━━━ Excerpted records

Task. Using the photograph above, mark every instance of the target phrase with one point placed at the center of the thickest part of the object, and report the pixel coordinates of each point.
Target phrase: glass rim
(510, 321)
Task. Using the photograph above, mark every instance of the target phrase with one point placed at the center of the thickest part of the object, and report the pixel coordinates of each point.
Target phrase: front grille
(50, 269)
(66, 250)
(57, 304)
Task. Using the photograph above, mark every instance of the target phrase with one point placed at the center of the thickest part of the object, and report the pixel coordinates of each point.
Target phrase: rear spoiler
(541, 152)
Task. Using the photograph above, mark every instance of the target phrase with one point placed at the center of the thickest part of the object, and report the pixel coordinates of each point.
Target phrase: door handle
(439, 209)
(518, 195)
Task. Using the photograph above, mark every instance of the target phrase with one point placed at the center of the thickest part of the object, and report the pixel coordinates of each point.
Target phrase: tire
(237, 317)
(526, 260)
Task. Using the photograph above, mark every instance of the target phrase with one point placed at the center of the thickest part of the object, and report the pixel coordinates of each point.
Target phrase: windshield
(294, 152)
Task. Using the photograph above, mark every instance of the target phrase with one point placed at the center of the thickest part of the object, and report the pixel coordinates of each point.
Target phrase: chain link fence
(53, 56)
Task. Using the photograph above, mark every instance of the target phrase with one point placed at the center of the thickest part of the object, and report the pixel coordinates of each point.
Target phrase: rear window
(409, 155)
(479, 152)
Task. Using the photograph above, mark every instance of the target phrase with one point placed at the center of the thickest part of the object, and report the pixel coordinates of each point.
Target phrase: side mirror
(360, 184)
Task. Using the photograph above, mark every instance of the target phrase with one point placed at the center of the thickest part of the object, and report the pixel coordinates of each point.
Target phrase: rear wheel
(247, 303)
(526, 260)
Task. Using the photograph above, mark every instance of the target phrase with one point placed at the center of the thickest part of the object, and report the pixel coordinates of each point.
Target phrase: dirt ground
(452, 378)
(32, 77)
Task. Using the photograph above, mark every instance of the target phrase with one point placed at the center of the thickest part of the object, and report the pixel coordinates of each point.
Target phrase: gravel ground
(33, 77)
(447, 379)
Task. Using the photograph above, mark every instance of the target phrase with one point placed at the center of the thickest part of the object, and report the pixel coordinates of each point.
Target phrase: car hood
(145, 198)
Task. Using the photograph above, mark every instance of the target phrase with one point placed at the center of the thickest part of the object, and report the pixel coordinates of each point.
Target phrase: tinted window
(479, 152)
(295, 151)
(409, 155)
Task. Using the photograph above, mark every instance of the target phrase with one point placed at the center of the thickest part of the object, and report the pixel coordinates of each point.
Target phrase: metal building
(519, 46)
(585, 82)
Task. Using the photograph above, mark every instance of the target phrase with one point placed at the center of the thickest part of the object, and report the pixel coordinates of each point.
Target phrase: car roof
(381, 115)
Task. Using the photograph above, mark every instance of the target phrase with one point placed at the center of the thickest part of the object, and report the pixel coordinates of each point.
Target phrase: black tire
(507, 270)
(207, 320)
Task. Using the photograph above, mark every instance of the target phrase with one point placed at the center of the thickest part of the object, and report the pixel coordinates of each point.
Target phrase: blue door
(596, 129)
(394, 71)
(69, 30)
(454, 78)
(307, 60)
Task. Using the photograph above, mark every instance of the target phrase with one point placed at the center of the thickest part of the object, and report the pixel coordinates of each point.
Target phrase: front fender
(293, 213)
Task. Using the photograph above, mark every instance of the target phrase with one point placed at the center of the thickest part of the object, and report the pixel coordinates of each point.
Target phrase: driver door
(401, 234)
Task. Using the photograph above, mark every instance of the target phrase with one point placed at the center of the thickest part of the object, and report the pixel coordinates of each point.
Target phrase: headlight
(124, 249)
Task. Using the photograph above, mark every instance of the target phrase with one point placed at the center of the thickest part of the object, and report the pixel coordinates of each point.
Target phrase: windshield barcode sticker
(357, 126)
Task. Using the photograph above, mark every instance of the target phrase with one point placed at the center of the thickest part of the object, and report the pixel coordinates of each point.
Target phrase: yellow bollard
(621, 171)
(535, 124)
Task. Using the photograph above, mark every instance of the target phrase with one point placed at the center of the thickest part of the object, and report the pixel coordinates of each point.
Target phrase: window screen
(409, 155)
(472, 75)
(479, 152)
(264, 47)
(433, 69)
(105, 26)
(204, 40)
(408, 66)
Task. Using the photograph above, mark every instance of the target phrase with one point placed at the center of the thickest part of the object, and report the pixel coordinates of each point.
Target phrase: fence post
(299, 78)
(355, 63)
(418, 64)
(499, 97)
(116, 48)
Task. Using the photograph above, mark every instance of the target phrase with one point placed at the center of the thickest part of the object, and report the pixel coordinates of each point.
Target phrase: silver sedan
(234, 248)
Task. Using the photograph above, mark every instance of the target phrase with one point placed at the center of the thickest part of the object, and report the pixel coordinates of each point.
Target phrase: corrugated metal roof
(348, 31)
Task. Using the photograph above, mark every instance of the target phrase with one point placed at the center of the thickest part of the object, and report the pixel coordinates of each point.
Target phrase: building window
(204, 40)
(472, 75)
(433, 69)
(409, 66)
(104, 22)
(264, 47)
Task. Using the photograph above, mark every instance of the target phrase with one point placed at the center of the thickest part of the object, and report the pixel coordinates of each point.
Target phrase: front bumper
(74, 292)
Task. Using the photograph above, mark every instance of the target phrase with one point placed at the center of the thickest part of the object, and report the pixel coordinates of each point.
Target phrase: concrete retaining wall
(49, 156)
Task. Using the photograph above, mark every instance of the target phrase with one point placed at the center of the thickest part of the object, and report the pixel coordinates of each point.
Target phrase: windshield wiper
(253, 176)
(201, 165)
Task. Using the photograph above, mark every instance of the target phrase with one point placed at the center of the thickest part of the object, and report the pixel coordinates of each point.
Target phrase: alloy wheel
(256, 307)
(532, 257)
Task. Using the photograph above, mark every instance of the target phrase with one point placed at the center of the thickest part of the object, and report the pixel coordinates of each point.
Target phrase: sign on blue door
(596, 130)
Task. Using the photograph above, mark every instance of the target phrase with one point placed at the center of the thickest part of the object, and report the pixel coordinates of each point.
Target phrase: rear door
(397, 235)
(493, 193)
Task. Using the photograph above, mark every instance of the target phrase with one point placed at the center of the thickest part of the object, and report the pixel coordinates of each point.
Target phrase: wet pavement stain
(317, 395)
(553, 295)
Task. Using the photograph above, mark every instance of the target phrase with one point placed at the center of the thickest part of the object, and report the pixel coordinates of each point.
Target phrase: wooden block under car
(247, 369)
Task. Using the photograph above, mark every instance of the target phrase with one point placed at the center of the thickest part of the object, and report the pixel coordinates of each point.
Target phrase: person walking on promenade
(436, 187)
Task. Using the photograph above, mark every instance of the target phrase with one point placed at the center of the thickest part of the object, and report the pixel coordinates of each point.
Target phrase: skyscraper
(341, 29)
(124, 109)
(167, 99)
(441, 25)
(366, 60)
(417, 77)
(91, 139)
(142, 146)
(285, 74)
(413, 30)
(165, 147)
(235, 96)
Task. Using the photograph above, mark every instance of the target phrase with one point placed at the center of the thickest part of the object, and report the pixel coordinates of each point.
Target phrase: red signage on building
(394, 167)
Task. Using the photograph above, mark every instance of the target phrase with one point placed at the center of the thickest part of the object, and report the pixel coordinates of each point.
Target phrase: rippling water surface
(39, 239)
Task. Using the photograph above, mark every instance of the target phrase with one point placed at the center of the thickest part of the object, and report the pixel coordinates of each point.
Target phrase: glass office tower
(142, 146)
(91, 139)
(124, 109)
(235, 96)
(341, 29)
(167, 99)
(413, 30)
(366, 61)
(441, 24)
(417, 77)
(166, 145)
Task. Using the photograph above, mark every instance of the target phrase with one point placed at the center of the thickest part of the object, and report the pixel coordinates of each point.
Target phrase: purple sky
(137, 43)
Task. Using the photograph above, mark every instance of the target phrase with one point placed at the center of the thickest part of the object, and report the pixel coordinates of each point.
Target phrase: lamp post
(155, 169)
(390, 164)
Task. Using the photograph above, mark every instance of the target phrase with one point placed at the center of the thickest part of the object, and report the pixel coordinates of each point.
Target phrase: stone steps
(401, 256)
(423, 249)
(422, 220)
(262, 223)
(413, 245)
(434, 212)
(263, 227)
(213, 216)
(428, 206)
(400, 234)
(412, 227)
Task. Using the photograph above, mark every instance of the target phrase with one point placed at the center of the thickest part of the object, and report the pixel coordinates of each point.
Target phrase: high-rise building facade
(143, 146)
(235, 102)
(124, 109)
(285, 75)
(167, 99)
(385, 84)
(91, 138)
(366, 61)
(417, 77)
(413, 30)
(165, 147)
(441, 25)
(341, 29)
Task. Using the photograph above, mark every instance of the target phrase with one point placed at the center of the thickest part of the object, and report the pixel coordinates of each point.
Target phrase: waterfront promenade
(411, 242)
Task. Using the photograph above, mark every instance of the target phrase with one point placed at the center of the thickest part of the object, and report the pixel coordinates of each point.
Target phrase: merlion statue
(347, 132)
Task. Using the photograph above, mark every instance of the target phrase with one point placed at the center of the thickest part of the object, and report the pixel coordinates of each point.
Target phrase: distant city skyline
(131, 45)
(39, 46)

━━━━━━

**What is asked**
Gather every line of the material above that contains the word "door" and copy each one in full.

**Solution to this exercise**
Target phrase: door handle
Target phrase: blue door
Target phrase: driver door
Target phrase: sign on blue door
Target phrase: rear door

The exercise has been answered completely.